[Coordinate annotation records]
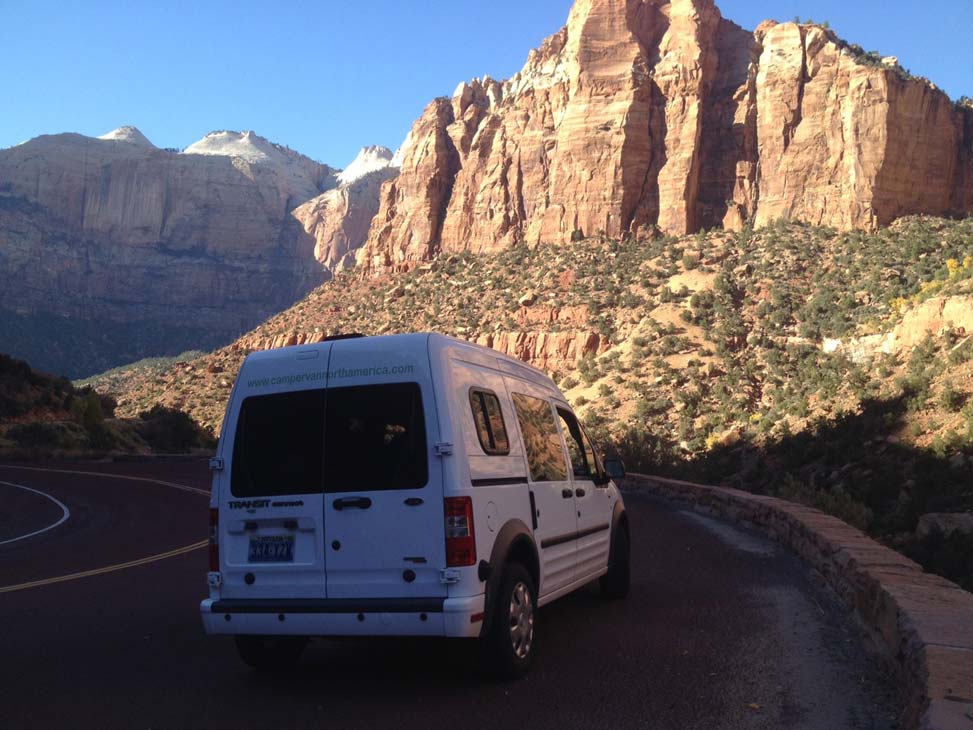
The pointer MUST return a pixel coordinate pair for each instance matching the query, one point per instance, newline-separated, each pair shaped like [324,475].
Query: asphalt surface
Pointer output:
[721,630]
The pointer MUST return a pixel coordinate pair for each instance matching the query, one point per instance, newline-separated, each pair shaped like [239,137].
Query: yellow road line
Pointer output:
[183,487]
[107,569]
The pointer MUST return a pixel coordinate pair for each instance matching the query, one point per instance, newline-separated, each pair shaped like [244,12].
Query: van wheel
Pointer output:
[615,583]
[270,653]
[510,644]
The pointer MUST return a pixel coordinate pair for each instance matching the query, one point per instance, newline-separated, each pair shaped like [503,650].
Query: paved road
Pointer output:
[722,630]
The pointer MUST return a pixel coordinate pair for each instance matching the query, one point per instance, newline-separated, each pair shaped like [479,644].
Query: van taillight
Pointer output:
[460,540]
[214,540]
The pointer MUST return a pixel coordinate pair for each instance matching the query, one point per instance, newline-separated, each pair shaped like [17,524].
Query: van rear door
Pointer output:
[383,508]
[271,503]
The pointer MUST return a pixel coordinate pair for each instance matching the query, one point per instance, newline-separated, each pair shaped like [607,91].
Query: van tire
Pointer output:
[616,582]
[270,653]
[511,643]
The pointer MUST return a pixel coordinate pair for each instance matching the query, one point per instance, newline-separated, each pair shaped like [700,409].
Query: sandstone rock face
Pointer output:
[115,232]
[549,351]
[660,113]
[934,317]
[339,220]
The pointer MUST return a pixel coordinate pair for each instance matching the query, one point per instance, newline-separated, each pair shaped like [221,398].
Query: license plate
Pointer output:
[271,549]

--

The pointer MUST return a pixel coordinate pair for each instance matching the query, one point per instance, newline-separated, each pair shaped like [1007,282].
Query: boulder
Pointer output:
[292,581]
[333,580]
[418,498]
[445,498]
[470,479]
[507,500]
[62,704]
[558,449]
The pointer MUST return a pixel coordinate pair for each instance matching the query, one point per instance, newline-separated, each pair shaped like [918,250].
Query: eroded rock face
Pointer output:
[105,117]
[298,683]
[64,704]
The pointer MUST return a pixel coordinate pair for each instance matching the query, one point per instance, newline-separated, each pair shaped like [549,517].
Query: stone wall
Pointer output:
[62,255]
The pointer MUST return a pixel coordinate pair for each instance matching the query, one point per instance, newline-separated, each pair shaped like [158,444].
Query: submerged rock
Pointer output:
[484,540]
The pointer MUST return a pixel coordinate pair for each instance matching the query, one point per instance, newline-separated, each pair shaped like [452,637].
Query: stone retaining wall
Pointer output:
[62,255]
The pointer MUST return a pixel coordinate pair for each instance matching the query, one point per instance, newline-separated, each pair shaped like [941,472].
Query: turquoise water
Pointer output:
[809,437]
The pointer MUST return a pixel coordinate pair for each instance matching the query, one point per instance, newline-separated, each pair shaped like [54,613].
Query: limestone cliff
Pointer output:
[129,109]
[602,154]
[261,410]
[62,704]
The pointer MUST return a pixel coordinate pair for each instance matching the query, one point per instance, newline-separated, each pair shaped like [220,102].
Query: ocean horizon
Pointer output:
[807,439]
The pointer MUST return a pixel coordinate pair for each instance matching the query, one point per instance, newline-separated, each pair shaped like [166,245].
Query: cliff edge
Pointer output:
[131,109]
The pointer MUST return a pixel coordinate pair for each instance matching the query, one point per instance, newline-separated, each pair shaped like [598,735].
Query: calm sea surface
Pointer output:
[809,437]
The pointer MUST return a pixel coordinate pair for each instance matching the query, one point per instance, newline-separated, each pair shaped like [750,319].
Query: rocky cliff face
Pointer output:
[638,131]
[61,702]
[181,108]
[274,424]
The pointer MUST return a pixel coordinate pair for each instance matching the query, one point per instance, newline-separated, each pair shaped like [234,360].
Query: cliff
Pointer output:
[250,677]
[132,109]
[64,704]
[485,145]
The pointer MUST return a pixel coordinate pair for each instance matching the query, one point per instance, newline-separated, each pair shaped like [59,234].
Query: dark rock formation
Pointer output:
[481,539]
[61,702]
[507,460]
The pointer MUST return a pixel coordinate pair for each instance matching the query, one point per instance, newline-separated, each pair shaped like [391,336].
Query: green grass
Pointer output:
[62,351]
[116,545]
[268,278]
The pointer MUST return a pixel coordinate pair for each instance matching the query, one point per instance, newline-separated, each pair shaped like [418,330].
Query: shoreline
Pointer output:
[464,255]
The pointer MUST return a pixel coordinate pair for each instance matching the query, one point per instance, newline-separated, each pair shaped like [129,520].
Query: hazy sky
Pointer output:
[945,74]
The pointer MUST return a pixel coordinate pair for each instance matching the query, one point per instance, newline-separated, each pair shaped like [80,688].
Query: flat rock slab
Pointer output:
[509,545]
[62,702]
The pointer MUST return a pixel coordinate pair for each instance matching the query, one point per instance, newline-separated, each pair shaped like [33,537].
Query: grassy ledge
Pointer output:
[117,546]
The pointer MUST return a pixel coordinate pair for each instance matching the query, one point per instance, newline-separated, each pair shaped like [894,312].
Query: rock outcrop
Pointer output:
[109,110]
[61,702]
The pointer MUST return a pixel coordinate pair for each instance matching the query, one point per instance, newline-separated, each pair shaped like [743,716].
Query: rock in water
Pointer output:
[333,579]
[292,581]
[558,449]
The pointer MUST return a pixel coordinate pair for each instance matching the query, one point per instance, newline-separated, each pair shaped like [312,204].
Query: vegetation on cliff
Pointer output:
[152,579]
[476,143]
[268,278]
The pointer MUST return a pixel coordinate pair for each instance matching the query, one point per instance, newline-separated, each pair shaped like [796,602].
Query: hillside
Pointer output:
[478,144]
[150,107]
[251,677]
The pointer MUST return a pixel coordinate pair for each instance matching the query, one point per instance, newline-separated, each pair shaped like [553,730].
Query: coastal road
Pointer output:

---

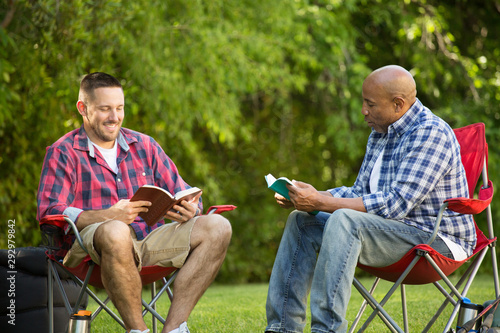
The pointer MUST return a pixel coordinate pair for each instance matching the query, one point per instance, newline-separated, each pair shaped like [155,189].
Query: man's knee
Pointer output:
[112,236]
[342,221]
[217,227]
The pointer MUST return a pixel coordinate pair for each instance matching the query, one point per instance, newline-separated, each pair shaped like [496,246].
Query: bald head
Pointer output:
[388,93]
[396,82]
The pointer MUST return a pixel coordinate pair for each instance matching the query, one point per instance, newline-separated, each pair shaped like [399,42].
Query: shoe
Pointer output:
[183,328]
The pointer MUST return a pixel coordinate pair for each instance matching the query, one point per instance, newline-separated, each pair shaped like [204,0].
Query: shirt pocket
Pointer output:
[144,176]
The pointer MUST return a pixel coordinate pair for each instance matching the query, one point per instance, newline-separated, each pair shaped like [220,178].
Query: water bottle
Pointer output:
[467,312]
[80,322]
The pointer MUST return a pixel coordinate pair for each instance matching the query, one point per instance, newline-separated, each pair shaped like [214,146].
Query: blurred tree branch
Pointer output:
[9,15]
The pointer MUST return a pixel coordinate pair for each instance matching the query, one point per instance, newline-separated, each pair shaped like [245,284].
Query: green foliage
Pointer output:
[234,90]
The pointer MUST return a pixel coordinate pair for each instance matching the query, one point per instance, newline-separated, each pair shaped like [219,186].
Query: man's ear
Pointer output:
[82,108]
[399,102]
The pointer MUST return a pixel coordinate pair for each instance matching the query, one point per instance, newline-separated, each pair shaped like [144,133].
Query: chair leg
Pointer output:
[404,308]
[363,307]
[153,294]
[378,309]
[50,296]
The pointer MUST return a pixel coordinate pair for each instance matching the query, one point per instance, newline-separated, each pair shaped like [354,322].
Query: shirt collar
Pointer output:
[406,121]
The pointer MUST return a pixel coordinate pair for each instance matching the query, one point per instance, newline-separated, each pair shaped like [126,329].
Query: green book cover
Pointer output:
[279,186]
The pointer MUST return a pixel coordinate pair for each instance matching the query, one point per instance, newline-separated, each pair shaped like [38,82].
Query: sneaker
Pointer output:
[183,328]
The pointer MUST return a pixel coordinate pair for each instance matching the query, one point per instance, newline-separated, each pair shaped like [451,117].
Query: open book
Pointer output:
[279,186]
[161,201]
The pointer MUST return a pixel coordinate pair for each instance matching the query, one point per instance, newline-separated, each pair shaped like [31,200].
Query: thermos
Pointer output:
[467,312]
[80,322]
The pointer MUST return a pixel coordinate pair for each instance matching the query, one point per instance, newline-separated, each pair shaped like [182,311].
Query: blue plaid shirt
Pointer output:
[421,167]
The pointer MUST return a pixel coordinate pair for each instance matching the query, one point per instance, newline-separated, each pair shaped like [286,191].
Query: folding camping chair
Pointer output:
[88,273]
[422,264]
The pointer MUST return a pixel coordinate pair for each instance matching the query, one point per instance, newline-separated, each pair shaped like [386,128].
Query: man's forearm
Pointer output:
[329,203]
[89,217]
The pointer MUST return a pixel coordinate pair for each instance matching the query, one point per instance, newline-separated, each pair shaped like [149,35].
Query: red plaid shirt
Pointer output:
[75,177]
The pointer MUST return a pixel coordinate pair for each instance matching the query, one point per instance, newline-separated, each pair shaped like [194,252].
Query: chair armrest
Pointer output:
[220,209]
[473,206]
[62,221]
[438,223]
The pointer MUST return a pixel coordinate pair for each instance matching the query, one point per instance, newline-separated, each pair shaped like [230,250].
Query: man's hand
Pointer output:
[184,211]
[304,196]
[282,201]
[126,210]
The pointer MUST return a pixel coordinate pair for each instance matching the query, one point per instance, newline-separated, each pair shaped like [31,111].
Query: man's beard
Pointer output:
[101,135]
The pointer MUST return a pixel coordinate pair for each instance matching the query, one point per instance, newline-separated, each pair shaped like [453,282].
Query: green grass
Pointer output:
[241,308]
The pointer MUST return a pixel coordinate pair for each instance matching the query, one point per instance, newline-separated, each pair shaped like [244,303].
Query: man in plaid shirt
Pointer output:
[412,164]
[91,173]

### AIM
Count the lines in the records above that contain the word "green", treating uppercase and lowercase as different. Reply with only the number.

### ANSWER FOR THIS EXERCISE
4